> _What this task involves_: Print back every record below, exactly as it stands.

(Point-per-instance localization data)
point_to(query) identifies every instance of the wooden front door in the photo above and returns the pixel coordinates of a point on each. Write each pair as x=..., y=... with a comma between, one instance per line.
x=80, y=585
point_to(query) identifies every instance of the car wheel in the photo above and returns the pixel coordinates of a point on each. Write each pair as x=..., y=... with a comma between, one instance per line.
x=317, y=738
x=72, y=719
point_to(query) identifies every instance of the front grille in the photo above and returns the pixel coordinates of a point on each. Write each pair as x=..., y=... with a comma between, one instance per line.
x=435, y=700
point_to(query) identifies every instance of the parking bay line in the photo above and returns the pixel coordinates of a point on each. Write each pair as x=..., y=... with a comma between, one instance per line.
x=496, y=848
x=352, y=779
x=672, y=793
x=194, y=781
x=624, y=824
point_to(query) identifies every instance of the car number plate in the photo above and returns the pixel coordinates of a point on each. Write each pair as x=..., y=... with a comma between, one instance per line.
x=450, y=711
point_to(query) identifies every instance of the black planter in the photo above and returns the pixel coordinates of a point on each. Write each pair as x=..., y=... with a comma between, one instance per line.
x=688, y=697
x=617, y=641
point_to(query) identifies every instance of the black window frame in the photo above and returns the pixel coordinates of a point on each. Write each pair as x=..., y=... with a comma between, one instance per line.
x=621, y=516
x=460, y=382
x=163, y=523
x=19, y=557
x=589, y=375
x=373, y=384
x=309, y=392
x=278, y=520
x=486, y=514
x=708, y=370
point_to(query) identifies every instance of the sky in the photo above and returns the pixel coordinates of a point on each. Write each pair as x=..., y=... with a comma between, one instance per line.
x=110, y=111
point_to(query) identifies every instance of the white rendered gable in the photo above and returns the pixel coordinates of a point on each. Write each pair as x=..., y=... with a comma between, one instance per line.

> _The answer_:
point_to(query) identifies every instance of the wooden front door in the photo above and returns the pixel coordinates of a point on each. Write each pair as x=..., y=... with a comma between, one instance per line.
x=80, y=585
point_to(query) identifies every instance of the car wheel in the photo above and returns the pixel coordinates of a point on each. Write each pair as x=..., y=... with a comma between, one instance per line.
x=317, y=738
x=72, y=719
point_to(query) identifies every instance of the front grille in the photo above and returns the pixel coordinates of a point on each. Write each pair as x=..., y=... with a comma between, one instance per line.
x=435, y=700
point_to(query) identifies every instance of the parking bay line in the photo above and returns the pixel coordinates of a point on each. Write each pair as x=..., y=... with a comma between, one instance per line.
x=496, y=848
x=352, y=779
x=672, y=793
x=194, y=781
x=624, y=824
point_to(query) identifies every instance of the car number plate in the photo above and returns the pixel coordinates of a point on each. Write each pair as x=..., y=... with a comma between, one instance per line.
x=450, y=711
point_to(query) identifies every instance of the black planter in the photo above and returns the pixel coordinates of a point on each. Write each pair as x=..., y=... with a comma between, one instance per line.
x=688, y=697
x=617, y=641
point_to(query) identifies every instance of the black window frame in the photo above and returns the pixel coordinates of a point on each. Write each pair as x=..., y=... with a comma between, one instance per line.
x=621, y=516
x=460, y=382
x=163, y=523
x=19, y=557
x=589, y=375
x=373, y=384
x=309, y=392
x=278, y=520
x=486, y=514
x=708, y=370
point_to(query) identifies every instance of the sky in the photo above and returns the pixel coordinates of a point on each. Write each pair as x=..., y=... with a comma between, one instance per line.
x=110, y=111
point_to(query) identifies every instance of the white rendered gable in the photo above and returns the pixel coordinates of a point on each. Write each pair as x=..., y=... with a comma between, one instance per line.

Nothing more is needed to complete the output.